╭─ DOCUMENT SEGMENT

Sunday, August 15, 2010

Exodus 10, 11, 12 The First Passover Feast

The Israelites Eat the Passover (illustration ...Image via Wikipedia

The Exodus of the Jewish people out of Egypt is such an amazing and fascinating account.  In Exodus 12:17 it states that about six hundred thousand men plus women and children left Egypt on foot.  This population was accompanied by their flocks and herds.  The departure was made possible because the Egyptians wanted them to leave as much as  the Israelites were anxious to leave.  Without both elements being in place, such a mass exodus would probably not have occurred.

Joseph’s brothers, when they settled in the land of Goshen, were celebrities of a sort – they were relatives to the man second to Pharaoh.  If they remained so well liked and so comfortable, they might never have wanted to return to the land of Canaan.  But, God, in His sovereign wisdom, allowed the Israelites to become slaves and over time, to become extremely uncomfortable in Egypt.  Because the Egyptians started to fear them, they ordered that all Hebrew newborn males be murdered.  As the tensions increased, the Hebrew slaves were forced to work harder.  When Moses and Aaron began to demand that Pharaoh release the Hebrew slaves, tensions reached a peak.  Israelites who were willing to comply with Pharaoh soon understood just how untenable their position was.  As God revealed Himself to be the powerful God of Israel, more powerful than any Egyptian deity, the people of Israel began to worship God. 

In Exodus 12:27, after Moses explained to Israel what God was about to do, the people of Israel bowed down and worshipped.  It is interesting to note, that this is the second time that the people of Israel bowed their heads and worshipped.  The first time was when Moses, in Exodus 4:21, stood before the people of Israel and told them that God saw their misery and was ready to deliver them out of it.

╰─
╭─ DATASET ENTRIES

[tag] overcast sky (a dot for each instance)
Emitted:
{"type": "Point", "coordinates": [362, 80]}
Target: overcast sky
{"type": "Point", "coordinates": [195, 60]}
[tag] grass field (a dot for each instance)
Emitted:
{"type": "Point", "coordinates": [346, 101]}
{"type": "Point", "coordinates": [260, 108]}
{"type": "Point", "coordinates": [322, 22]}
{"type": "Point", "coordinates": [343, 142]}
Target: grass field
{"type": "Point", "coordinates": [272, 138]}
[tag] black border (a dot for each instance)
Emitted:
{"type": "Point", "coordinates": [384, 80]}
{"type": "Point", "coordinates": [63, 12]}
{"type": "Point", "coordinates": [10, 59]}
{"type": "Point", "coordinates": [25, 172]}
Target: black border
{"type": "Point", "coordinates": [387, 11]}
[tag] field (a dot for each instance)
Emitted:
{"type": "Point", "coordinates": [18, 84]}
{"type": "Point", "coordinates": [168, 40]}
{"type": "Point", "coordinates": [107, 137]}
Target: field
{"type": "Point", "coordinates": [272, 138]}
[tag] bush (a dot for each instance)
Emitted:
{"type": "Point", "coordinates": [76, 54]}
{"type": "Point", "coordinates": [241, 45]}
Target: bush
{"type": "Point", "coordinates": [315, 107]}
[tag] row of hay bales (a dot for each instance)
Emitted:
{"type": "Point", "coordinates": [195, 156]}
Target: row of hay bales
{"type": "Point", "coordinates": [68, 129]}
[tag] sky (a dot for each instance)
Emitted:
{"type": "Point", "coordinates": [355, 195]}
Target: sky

╰─

TO DO
- A) Summarize the post on Exodus 10–12 in two sentences.
- B) Pick up the post on Exodus 10–12 after its final sentence and write the next passage.
The entries have no connection to the post on Exodus 10–12.

RESPONSES FOR EACH TASK
- A) The post describes the Exodus as a departure on foot by about six hundred thousand men plus women and children, with their flocks and herds, made possible because the Egyptians wanted them gone as much as the Israelites wanted to leave. It explains that God allowed the Israelites to become slaves and grow extremely uncomfortable in Egypt, and it notes that when Moses explained what God was about to do, the people bowed down and worshipped for the second time.

- B)
When Moses began to talk to Pharaoh and the lot of the slaves became more difficult, the Israelites were angry with Moses and considered him to be the source of their problems.  As the plagues continued, Israel learned who their God was and eventually stood behind Moses. 

The second time they worshipped, all of Israel was united in their desire to flee Egypt; they understood that the angel of death was to go throughout the entire land and that only the houses with the blood of the lamb on the top and sides of the doorframe would be spared, would be passed over.  On that fateful night, all of Israel ate in a hurry, poised to leave and ready to ask the Egyptians for articles of gold and silver and clothing.  They all knew what they had to do and fully trusted God to bring about this mass exodus.

Through this process, God created a people who experienced God and who identified themselves as His special people, separate from all others on the earth.  A prophecy given to their father Abraham in Genesis 15:16 was fulfilled before their eyes.  And, with the exodus, they could begin to look to the fulfillment of the entry into the land of promise, Canaan.